## ESTRATTO
===

Un déjà vu del dibattito sul cambiamento climatico, con la differenza che qui non si discute di gradi Celsius, ma di macchine capaci di auto-migliorarsi più velocemente di qualsiasi governo. Sriram Krishnan, in un lampo di originalità, ha liquidato il tutto con la formula “One world government + centralized control of AI = tyranny”. L’uguaglianza sembra più un meme da Reddit che una tesi politica, ma tant’è.

La questione è che il tempo stringe e i sistemi di intelligenza artificiale avanzata non conoscono confini. È ingenuo pensare che un algoritmo di nuova generazione resterà confinato entro le frontiere americane o cinesi come se fosse un prodotto agricolo.

I rischi, dai deepfake militari alle manipolazioni finanziarie automatizzate, attraversano oceani e continenti con la stessa naturalezza con cui scorriamo un feed social. Anton Leicht lo ha sintetizzato con una brutalità che gli americani fingono di non sentire: il modello attuale ha una data di scadenza, funziona finché l’AI rimane “potente ma non troppo”.

Ma quando la curva diventerà esponenziale, gli Stati Uniti scopriranno che aver rifiutato un sistema di governance internazionale li ha lasciati disarmati e fuori dal tavolo delle decisioni. In altre parole, non basterà gridare “America First” per contenere un’intelligenza che non riconosce passaporti.

Mentre Washington affila le armi retoriche, il resto del mondo recita la parte dei prudenti. La Cina, con Ma Zhaoxu, ha ricordato che mantenere l’AI sotto controllo umano è essenziale. Una dichiarazione che suona ironica se pensiamo al livello di sorveglianza digitale che Pechino già esercita sui suoi cittadini, ma tant’è. Il Regno Unito, per bocca di David Lammy, ha evocato lo spettro della superintelligenza all’orizzonte, con toni da romanzo distopico.

E la Russia, sì, proprio la Russia di Polyanskiy, ha mostrato un inaspettato senso della realtà sottolineando che lanciare una tecnologia non compresa fino in fondo, senza misure di sicurezza, equivale a un’inedita corsa agli armamenti. Che il monito più sensato arrivi da Mosca è la perfetta sintesi della confusione globale sul tema.

Tutto questo accade mentre nuovi organismi internazionali come il cosiddetto “global dialogue” sulla governance dell’AI e il Panel Scientifico Internazionale cercano di farsi largo, con l’entusiasmo di un club di filosofi in un bar sport. Non hanno denti, né strumenti coercitivi, ma servono a gettare le basi per future intese.

===

## COSA FARE
a) Elenca tutte le persone citate per nome nell'estratto.
b) Ripeti un passo dell'estratto: parti dalle parole "Mentre Washington affila" e fermati dopo "globale sul tema.".

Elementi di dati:
===

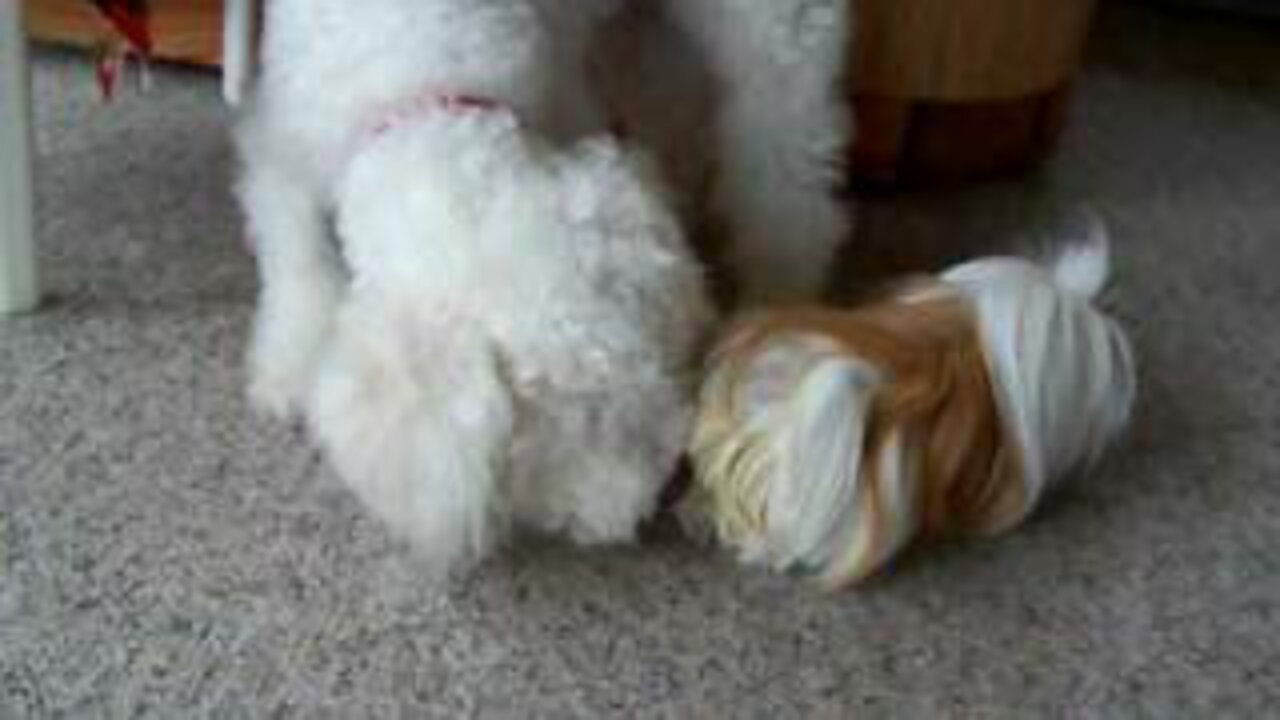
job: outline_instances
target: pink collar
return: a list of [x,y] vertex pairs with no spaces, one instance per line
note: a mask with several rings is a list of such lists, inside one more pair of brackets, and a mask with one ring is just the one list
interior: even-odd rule
[[390,109],[369,126],[364,133],[366,138],[376,138],[388,132],[410,123],[430,113],[498,113],[507,110],[507,105],[481,95],[466,92],[439,92],[426,91],[415,95],[402,102],[393,104]]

===

## RISULTATI
a) Sriram Krishnan, Anton Leicht, Ma Zhaoxu, David Lammy, Polyanskiy

b)
Mentre Washington affila le armi retoriche, il resto del mondo recita la parte dei prudenti. La Cina, con Ma Zhaoxu, ha ricordato che mantenere l’AI sotto controllo umano è essenziale. Una dichiarazione che suona ironica se pensiamo al livello di sorveglianza digitale che Pechino già esercita sui suoi cittadini, ma tant’è. Il Regno Unito, per bocca di David Lammy, ha evocato lo spettro della superintelligenza all’orizzonte, con toni da romanzo distopico.

E la Russia, sì, proprio la Russia di Polyanskiy, ha mostrato un inaspettato senso della realtà sottolineando che lanciare una tecnologia non compresa fino in fondo, senza misure di sicurezza, equivale a un’inedita corsa agli armamenti. Che il monito più sensato arrivi da Mosca è la perfetta sintesi della confusione globale sul tema.